▶ [Written instruction]: Reproduce every one of the items below word for word, changing nothing.

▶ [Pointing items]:
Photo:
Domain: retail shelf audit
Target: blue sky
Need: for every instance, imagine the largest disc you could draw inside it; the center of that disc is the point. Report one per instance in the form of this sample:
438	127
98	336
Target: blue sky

▶ [Full solution]:
Photo:
Domain: retail shelf audit
Target: blue sky
Need: for every instance, imagine the largest disc you could draw inside it; the center of that disc is the point. Report one per instance in the form of this sample:
438	127
98	336
Target: blue sky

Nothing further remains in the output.